Top of SOURCE DOCUMENT
24 August 2006

Sharp Dresser

Maybe my life would have been different. If my grandmother hadn't had lung cancer, maybe she'd still be alive. She died of it before I turned five, my third granparent to do so.

She was always fashionable, with the latest clothing from Saks and other stores. At some point some of her clothes fit me, and if I lose some weight, maybe they will again. I especially like the sweaters she knit herself. Maybe if she lived longer, she would have taught me how to dress, either by example or by gifts.

However, alas, she did not.

Instead, I learned sharp dressing from my grandfather, well, except for that awful beret. Suits, ties, nice shirts, slacks, sportscoats - suave. I want that presence when I dress. It's not about being butch, or a butch, because I'm not. It's not about being a man, because I'm not. Rather it's about expressing myself through my clothes. To quote my new friend Brian, "Putting on a tie is a spiritual experience."
Bottom of SOURCE DOCUMENT
Top of EXTRACTED MATERIAL
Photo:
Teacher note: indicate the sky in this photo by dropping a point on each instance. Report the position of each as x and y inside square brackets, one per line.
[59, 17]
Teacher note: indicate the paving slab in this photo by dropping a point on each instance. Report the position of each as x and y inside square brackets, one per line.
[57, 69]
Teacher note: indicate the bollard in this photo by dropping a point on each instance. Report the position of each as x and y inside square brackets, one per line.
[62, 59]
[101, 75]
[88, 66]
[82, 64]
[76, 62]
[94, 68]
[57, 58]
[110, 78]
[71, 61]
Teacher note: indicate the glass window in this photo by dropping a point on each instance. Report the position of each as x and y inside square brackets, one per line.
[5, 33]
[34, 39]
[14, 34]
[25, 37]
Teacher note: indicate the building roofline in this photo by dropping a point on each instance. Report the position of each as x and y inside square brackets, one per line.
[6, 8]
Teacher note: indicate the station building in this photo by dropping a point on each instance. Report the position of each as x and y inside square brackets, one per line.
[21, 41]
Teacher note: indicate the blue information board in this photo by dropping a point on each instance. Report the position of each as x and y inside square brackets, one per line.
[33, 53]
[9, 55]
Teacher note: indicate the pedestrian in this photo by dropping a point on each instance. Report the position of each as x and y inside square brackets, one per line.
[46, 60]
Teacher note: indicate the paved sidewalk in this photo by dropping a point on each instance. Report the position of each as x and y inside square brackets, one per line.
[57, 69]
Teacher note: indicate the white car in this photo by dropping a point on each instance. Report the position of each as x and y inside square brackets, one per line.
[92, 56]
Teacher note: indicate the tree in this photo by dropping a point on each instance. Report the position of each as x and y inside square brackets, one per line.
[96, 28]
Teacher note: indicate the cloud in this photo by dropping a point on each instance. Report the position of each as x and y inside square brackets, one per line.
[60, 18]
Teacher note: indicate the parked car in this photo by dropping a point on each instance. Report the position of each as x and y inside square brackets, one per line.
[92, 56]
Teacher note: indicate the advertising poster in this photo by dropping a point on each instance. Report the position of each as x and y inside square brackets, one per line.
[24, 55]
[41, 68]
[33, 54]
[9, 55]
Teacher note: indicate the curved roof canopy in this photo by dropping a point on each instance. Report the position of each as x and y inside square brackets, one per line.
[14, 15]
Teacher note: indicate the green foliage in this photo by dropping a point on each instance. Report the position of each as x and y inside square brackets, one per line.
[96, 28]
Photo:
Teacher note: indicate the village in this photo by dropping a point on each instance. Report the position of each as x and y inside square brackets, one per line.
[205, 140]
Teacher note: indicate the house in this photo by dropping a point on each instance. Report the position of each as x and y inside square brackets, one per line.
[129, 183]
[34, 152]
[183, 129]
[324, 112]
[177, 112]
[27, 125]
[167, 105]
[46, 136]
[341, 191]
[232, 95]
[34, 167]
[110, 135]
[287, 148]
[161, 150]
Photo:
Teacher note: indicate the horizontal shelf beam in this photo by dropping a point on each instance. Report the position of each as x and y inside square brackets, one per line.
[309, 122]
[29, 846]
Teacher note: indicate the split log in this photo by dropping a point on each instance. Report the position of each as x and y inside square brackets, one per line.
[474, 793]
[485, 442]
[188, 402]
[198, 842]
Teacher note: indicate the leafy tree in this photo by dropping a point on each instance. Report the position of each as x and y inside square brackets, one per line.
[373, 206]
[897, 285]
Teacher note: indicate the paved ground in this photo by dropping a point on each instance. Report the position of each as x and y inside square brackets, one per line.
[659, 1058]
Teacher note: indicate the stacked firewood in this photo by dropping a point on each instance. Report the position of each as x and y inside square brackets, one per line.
Bottom of EXTRACTED MATERIAL
TASKS TO PERFORM
1. In the post about sharp dressing, which of the grandmother's clothes does the writer especially like?
2. Continue the post about sharp dressing, starting after its last sentence.

ANSWERS TO EACH TASK
1. The sweaters she knit herself.

2.
My everyday attire consists of sandals (Tevas, specifically), jeans or cargo pants, t-shirt, maybe sweat-shirt or coat, and a backwards baseball cap.

When I dress in "men's" shirt and tie, "men's" pants, wide belt, and "men's" shoes, I feel myself: confident, caring, sharp. On Shabbat, I am in appropriate attire to marry the Queen. On other occasions, my demeanor is reflected in my clothing. It says, "I am fully present."

Not that wearing women's clothing cannot be equally empowering; it's just not for me. When I wear it, I feel nervous about looking too everything. As a result, I am not myself. So don't ask me to dress up girly, unless you want me to be in drag.